Feeling the Fear…and Moving Through It

I’ve  been thinking a lot about this whole fear-of-success thing. I’ve never considered myself to be a particularly fearful person. In fact, I’ll admit to having scoffed at people for being ruled by fear.

Not me, I said. I go forth into the world without fear, exploring places that only the fearless dare go.

Turns out, I’ve got my own personal brand of fear, and I never realized how strong it is and how much it’s been holding me back.

That’s an inconvenient blow to the beliefs I’ve always held of myself. 🙂

One of my big goals is to be a professional performer. In order to achieve that goal, I have to be in a place that has an abundance of educational opportunities, audition opportunities, and performing opportunities. Obviously. Now, there’s a certain city that has all of those things in spades. (It’s not New York. Not yet, anyway. Baby steps!) However, the downside (and upside) to that city is that it happens to be filled to the brim with my friends. College friends, high school friends–they’ve migrated there in droves. Having friends around is awesome in terms of comfort and fun.

However, I’ve been living the past few years in a world that’s totally removed from my friends and family. My big fat failures have happened in remote parts of Central America and Asia and Europe, where no one is witness to them but me and a bunch of strangers who couldn’t care less. One of my big fat fears is that if I move to this city and go after my dreams–like, REALLY go after them–there will be a big audience to see me fail. An audience made of people I respect and adore, and whose opinions matter greatly to me. What will they think of me if I fail at being a normal person? When I can’t just run away to another country?

Recorded information

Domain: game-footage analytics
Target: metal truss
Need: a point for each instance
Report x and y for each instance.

What to produce
Set down the stretch from "That’s an inconvenient" through "comfort and fun." in the post about fear of success above, word for word.

The answer
That’s an inconvenient blow to the beliefs I’ve always held of myself. 🙂

One of my big goals is to be a professional performer. In order to achieve that goal, I have to be in a place that has an abundance of educational opportunities, audition opportunities, and performing opportunities. Obviously. Now, there’s a certain city that has all of those things in spades. (It’s not New York. Not yet, anyway. Baby steps!) However, the downside (and upside) to that city is that it happens to be filled to the brim with my friends. College friends, high school friends–they’ve migrated there in droves. Having friends around is awesome in terms of comfort and fun.